## [Task]
Recast the lines of all the items below as one numbered list, leaving out any blank lines.

A run of items:
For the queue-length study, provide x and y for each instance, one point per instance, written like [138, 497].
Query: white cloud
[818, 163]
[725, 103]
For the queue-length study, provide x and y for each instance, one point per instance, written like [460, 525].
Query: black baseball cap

## [Solution to this problem]
1. For the queue-length study, provide x and y for each instance, one point per instance, written like [138, 497].
2. Query: white cloud
3. [818, 163]
4. [725, 103]
5. For the queue-length study, provide x and y for each instance, one point per instance, written like [460, 525].
6. Query: black baseball cap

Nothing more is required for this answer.